EXERCISE TASK A:
From the passage on AI accountability in emergency management, set down the text between "The answer is" and "with a tool.", inclusive.
EXERCISE TASK B:
Pick up the passage on AI accountability in emergency management after its final sentence and write what comes next.

TEXT PASSAGE:
----------

The answer is always the same: the responsible official. AI is never held accountable. When an AI-drafted warning sends people the wrong direction, or a predictive model deprioritizes the wrong neighborhood, the investigation doesn't end at the algorithm. It ends at the person who authorized the action. That accountability cannot be delegated, automated, or shared with a tool.

This shapes how AI should be governed in emergency management operations. AI has legitimate value for drafting, summarizing, generating options, training support, and reviewing plans — anywhere a human reviews the output before it drives action. It has no place issuing warnings autonomously, replacing incident command authority, or presenting predictive analysis as certainty.

----------

EXCERPTED RECORDS:
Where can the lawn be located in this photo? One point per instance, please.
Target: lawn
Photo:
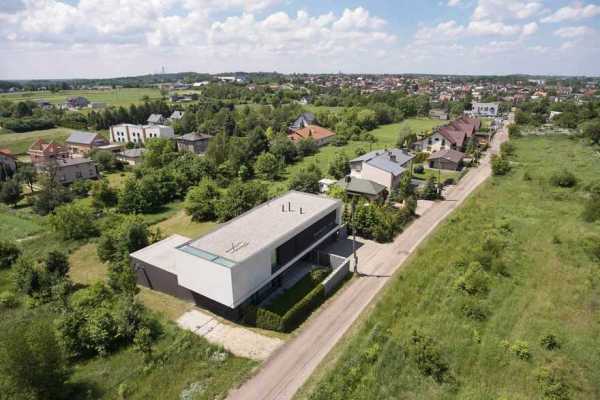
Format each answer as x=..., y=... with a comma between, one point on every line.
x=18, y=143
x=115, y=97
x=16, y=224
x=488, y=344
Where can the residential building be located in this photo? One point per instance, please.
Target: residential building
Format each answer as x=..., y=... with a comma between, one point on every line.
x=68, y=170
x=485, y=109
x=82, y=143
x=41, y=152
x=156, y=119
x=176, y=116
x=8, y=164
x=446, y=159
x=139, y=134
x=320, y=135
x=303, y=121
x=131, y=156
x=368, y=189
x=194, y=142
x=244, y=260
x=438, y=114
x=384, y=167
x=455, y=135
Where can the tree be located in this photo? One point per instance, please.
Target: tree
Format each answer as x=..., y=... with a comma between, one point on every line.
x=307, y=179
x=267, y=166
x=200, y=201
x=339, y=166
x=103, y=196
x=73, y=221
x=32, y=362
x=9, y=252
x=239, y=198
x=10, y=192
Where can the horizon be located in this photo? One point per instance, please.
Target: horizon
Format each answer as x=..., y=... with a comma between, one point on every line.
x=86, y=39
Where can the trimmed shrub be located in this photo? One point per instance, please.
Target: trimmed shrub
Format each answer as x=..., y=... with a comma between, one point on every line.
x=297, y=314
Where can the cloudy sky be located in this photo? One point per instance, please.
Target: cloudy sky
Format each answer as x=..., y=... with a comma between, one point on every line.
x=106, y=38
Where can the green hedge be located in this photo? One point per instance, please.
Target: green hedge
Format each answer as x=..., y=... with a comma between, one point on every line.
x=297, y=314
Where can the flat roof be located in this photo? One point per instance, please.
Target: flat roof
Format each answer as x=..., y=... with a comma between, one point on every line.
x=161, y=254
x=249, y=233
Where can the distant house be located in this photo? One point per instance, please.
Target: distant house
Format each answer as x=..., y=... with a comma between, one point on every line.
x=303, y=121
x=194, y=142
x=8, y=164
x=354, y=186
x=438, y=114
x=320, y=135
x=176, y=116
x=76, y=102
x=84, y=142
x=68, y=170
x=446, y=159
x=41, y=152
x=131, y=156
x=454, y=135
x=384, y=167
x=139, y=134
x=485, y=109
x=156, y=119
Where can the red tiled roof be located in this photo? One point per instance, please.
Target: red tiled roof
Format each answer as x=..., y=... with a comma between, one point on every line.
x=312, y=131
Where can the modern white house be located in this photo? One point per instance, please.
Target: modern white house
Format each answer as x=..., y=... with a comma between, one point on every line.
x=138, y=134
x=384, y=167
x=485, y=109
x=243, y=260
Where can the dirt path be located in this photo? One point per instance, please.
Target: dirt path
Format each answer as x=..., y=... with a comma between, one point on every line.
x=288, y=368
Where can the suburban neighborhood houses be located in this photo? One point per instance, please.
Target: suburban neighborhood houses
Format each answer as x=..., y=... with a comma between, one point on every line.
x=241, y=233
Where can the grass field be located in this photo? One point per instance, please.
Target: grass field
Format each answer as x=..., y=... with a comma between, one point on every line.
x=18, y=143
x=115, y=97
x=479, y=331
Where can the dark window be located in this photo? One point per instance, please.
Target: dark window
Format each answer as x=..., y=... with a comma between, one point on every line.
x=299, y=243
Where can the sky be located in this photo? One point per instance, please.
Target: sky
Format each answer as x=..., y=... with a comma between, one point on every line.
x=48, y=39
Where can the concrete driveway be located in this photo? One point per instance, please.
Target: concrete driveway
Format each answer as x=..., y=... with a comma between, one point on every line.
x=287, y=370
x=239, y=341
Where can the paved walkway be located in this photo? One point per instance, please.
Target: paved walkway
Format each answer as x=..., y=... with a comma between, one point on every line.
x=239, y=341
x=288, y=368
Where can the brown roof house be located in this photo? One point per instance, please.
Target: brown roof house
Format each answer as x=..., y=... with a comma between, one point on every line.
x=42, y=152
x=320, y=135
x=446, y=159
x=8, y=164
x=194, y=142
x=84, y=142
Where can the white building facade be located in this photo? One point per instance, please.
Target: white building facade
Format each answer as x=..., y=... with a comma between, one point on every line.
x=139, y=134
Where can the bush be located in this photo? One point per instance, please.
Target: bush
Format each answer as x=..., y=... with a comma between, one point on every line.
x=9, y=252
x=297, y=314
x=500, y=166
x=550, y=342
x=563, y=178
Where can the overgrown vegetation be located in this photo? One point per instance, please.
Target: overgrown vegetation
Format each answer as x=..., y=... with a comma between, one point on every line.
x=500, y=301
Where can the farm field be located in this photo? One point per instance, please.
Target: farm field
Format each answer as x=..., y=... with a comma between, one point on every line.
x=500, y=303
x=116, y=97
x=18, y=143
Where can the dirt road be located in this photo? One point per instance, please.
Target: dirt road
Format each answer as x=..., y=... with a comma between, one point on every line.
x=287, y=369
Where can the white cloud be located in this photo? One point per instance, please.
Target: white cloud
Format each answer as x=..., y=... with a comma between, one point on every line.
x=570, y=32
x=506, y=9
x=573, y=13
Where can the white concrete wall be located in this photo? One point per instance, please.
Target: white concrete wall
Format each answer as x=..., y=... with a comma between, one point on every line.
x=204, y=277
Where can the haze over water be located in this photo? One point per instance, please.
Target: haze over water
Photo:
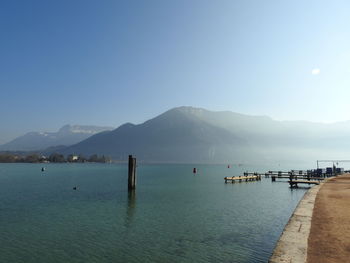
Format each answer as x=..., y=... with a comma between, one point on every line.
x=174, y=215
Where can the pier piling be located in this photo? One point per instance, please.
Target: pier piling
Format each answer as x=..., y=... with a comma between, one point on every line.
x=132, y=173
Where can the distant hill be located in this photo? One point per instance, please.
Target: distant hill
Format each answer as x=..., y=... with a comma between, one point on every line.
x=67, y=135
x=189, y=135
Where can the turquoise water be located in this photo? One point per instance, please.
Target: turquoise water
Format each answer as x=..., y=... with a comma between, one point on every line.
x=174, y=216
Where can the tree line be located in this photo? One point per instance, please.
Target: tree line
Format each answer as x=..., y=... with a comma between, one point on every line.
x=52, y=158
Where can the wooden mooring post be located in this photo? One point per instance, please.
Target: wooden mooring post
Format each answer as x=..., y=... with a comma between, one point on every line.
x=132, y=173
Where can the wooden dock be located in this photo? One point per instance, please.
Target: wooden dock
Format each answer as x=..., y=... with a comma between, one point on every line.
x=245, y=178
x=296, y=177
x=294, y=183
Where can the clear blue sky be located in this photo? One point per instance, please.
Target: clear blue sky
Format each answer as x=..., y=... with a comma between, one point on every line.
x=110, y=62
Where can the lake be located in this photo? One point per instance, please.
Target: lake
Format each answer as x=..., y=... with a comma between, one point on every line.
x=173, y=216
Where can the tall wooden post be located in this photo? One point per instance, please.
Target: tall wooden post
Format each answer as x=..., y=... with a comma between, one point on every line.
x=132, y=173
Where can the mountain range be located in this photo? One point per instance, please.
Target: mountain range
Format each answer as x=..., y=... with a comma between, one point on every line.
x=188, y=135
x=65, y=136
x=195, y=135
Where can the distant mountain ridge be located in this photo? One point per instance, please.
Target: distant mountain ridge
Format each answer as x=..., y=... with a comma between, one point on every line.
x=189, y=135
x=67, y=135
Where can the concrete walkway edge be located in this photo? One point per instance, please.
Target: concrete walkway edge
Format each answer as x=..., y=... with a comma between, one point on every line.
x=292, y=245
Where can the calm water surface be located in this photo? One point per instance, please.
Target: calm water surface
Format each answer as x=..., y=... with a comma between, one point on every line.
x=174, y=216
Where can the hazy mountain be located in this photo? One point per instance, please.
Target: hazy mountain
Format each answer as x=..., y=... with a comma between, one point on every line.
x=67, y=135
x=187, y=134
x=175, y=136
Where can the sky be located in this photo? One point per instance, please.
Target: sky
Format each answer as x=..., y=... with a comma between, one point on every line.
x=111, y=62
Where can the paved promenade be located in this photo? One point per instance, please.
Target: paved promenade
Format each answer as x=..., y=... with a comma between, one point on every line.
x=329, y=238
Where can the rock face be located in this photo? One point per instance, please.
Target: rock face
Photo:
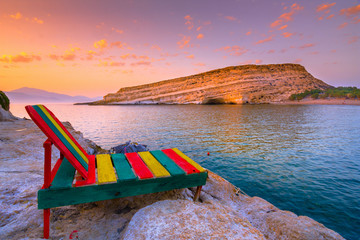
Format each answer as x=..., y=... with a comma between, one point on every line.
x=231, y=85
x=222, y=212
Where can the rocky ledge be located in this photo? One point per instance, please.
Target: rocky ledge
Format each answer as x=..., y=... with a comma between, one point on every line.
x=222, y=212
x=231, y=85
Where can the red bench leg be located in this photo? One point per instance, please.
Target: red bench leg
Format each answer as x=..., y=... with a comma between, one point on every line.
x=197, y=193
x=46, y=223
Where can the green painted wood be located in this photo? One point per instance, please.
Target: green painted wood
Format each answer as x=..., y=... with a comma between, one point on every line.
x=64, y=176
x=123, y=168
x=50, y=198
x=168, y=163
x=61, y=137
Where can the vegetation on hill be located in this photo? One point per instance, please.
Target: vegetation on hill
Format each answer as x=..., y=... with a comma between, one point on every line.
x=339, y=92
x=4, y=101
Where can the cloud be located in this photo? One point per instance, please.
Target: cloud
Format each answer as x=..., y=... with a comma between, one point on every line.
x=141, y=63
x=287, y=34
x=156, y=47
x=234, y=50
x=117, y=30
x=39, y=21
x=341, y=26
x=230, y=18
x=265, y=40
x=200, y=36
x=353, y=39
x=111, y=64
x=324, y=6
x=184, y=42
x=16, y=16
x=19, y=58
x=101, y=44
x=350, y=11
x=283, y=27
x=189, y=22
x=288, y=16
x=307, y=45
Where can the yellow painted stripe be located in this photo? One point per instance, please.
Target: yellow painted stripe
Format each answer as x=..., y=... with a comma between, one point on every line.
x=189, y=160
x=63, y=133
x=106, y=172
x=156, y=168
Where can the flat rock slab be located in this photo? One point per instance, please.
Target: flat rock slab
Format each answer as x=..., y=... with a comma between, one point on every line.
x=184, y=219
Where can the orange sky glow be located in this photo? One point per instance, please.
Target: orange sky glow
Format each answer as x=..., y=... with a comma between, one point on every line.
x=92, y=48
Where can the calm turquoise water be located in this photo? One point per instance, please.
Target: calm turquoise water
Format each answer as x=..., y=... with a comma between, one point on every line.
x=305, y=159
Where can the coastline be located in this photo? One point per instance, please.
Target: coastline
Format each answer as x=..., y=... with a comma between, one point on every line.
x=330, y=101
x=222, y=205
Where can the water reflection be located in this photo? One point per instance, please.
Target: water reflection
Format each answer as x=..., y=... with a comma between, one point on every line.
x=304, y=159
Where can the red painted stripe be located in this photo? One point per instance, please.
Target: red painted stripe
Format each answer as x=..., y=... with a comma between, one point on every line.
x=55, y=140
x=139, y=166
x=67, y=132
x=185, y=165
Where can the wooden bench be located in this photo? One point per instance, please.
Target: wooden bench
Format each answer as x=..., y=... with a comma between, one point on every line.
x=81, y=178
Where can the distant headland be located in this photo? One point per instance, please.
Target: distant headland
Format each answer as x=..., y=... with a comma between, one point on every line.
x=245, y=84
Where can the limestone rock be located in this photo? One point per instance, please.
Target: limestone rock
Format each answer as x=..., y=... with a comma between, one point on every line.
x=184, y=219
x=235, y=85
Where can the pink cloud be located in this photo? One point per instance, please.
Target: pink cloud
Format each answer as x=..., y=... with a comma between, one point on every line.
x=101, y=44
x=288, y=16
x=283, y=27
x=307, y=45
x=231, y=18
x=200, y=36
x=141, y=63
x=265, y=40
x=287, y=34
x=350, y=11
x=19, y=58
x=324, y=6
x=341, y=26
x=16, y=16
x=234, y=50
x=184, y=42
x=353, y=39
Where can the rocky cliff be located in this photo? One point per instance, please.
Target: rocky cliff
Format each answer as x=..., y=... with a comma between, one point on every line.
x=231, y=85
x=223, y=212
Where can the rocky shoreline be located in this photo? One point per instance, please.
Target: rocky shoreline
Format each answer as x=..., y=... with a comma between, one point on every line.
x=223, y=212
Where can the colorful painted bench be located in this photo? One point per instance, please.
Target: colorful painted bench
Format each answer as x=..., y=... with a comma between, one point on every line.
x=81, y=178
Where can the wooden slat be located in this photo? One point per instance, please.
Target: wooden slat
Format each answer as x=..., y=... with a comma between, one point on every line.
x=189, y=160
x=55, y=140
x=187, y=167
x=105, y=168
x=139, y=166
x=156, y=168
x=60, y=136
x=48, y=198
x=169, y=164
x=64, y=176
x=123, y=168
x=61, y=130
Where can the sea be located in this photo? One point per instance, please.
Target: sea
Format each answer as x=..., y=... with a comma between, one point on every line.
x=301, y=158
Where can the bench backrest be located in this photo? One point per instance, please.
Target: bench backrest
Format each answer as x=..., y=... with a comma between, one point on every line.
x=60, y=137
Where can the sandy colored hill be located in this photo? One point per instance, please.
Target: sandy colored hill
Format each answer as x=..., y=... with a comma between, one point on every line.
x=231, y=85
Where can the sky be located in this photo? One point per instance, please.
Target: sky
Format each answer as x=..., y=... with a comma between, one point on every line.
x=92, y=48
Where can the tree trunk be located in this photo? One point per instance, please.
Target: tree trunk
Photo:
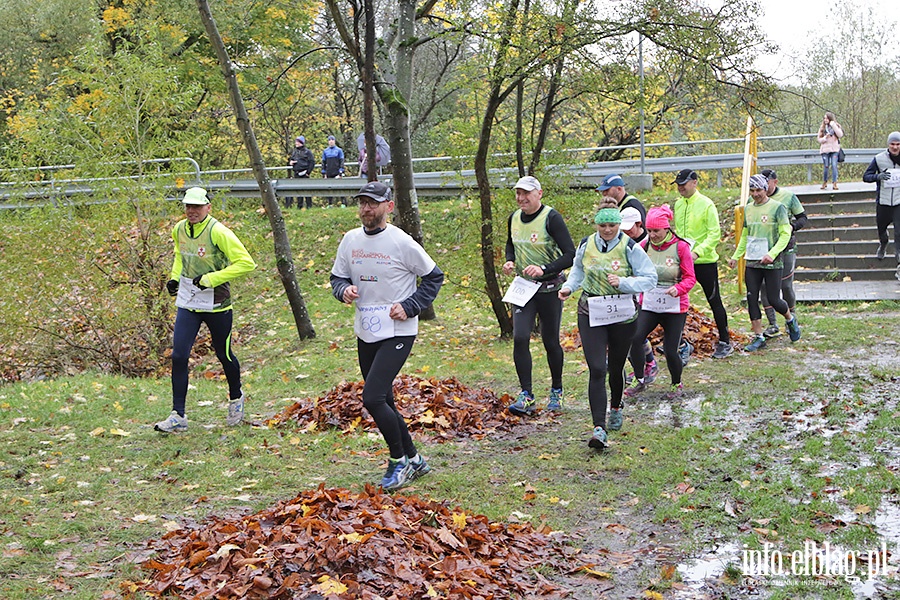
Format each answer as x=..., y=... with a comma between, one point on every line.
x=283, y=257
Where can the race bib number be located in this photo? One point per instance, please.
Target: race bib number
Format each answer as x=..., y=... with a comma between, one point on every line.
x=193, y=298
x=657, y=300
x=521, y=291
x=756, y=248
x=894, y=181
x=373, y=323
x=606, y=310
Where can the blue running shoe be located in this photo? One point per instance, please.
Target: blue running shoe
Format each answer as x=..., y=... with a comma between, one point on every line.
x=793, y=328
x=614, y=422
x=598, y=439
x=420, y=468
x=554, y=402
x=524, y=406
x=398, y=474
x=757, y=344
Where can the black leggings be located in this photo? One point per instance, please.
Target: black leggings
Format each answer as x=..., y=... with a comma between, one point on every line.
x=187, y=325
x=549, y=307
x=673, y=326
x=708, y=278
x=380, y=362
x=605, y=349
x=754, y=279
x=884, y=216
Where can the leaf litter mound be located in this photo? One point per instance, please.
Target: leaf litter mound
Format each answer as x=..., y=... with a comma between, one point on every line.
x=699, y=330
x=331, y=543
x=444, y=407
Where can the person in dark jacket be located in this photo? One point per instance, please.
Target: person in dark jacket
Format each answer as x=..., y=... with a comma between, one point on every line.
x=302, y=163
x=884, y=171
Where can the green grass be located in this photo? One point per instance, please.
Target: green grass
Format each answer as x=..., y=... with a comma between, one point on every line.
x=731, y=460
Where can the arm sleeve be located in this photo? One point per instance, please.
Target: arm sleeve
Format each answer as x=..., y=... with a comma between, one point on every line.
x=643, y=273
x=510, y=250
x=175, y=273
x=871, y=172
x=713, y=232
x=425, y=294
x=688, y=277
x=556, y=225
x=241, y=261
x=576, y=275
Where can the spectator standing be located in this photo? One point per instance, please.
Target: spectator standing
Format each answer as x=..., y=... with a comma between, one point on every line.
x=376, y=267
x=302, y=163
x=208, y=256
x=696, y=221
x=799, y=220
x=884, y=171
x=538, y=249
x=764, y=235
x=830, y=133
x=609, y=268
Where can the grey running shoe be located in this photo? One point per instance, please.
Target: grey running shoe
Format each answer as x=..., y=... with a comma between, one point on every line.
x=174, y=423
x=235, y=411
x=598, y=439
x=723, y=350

----------

WRITTEN ANSWER A:
The answer is always the same: the responsible official. AI is never held accountable. When an AI-drafted warning sends people the wrong direction, or a predictive model deprioritizes the wrong neighborhood, the investigation doesn't end at the algorithm. It ends at the person who authorized the action. That accountability cannot be delegated, automated, or shared with a tool.

WRITTEN ANSWER B:
Three principles should govern any deployment. First, explainability: if you cannot explain in plain language why the system produced a given output, don't act on it. Second, equity: AI reflects the data it was trained on, and disaster-affected communities, especially those historically underserved, are often underrepresented in that data. Equity review requires human judgment, not automation. Third, resilience: every AI tool must have a human override. If it cannot be shut off, it cannot be used.

Before any AI tool goes operational, three questions should be answered honestly: Does it improve outcomes for the people we serve? Is a human clearly in charge? Can operations continue without it when it fails?

Technology assists. Leadership decides. Accountability stays human.